■ **読解用の抜粋**:
-.-.-

説明

音響装置

【課題】より簡易に、聴取者の周囲の聴取環境に応じた音声を出力することができる音響装置を提供する。
【解決手段】右側音声収音部は、音声出力部における、聴取者の右側の空間の音声を収音する位置に設けられ、音声を収音し右側収音信号へと変換する。左側音声収音部は、音声出力部における、聴取者の左側の空間の音声を収音する位置に設けられ、音声を収音し左側収音信号へと変換する。収音信号解析部は、右側収音音声信号と左側収音音声信号のどちらの音声信号のレベルの方が大きいかを判断する。音声処理部は、収音信号解析部による解析結果に基づいて、音声信号を処理する。

【発明の詳細な説明】
【技術分野】
【0001】
本発明は、聴取者の周囲の聴取環境に応じて音声を処理する音響装置に関する。
【背景技術】
【0002】
特開平5−153700(特許文献1)のように、聴取者の周囲の聴取環境に応じて、出力する音の音量等を調整する技術が知られている。しかしながら、既存の方法では、聴取者周囲の聴取環境を調べるための音声を出力したり、聴取者が聴取環境を調べるためのマイクを聴取位置にセットしたりする必要があった。
【先行技術文献】
【特許文献】
【0003】
【特許文献1】特開平5−153700号公報
【発明の概要】
【発明が解決しようとする課題】
【0004】
本発明はこのような問題点に鑑みなされたものであり、より簡易に、聴取者の周囲の聴取環境に応じた音声を出力することができる音響装置を提供することを目的とする。

-.-.-

■ **データ抜粋**:
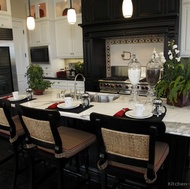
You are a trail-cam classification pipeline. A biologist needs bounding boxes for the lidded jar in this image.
[128,54,141,86]
[146,52,161,88]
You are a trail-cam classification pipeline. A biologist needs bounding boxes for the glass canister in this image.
[146,52,161,101]
[128,54,141,102]
[81,92,90,108]
[152,98,164,117]
[26,88,33,100]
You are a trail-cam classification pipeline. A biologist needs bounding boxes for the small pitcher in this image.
[26,88,32,100]
[152,98,164,117]
[81,93,90,108]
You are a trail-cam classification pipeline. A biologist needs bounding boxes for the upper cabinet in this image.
[0,0,12,28]
[29,21,50,46]
[55,15,83,58]
[55,0,81,18]
[30,0,54,19]
[82,0,180,24]
[0,0,11,15]
[180,0,190,57]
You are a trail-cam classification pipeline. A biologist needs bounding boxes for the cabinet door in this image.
[180,0,190,57]
[0,0,11,15]
[56,17,83,58]
[71,16,83,58]
[56,19,73,57]
[29,21,50,46]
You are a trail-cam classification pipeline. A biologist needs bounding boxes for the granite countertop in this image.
[20,89,190,137]
[44,77,75,81]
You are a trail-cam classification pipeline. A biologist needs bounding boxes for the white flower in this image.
[175,49,179,54]
[159,52,166,63]
[168,50,172,55]
[175,57,181,62]
[173,45,177,49]
[169,54,173,60]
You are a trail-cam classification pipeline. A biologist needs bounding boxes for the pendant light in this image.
[67,0,77,24]
[27,0,35,30]
[122,0,133,18]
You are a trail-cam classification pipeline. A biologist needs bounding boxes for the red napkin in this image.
[47,101,64,109]
[0,95,13,100]
[114,108,129,117]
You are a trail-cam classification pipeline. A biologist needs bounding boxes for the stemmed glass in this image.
[128,54,141,104]
[146,52,161,103]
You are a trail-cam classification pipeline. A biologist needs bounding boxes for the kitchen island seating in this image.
[90,113,169,189]
[0,100,25,188]
[18,105,96,189]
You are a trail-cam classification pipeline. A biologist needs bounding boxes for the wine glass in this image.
[128,54,141,104]
[146,53,161,103]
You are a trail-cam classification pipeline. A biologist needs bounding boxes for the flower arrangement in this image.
[156,40,190,105]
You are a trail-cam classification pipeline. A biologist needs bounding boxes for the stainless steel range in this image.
[99,67,149,96]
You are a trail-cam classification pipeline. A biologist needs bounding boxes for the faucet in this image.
[74,73,85,98]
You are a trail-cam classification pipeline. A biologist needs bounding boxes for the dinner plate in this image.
[57,103,80,109]
[8,95,27,101]
[125,111,153,119]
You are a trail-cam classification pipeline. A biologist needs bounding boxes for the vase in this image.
[166,92,190,108]
[33,89,45,95]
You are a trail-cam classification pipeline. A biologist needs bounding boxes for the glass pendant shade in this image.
[67,8,76,24]
[27,16,35,30]
[122,0,133,18]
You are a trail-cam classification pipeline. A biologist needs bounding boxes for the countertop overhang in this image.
[20,89,190,137]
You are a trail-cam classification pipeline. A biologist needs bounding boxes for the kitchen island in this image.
[19,89,190,137]
[17,89,190,186]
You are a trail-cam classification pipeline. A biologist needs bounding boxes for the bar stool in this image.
[90,113,169,189]
[0,100,25,188]
[18,105,96,189]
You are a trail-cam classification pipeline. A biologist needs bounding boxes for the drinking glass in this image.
[128,54,141,104]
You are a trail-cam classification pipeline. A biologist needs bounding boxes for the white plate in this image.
[8,95,27,101]
[125,111,153,119]
[57,103,80,109]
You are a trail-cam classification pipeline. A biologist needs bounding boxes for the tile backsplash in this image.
[106,35,164,77]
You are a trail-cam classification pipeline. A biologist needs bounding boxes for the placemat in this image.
[10,98,37,104]
[57,104,94,114]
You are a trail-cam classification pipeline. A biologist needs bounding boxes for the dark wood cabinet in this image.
[80,0,180,91]
[82,0,179,24]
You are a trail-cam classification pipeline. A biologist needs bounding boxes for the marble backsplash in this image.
[106,35,164,77]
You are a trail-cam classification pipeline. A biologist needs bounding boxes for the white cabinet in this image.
[0,0,11,15]
[40,64,52,77]
[180,0,190,57]
[55,15,83,58]
[0,0,12,28]
[55,0,81,18]
[29,20,53,46]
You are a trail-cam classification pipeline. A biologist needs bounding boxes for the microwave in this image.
[30,46,49,64]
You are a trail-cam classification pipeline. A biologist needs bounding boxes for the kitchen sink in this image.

-.-.-

■ **タスクの目的**: 音響装置についての抜粋で、収音信号解析部は何を判断するか。

■ **解答**: 右側収音音声信号と左側収音音声信号のどちらの音声信号のレベルの方が大きいか。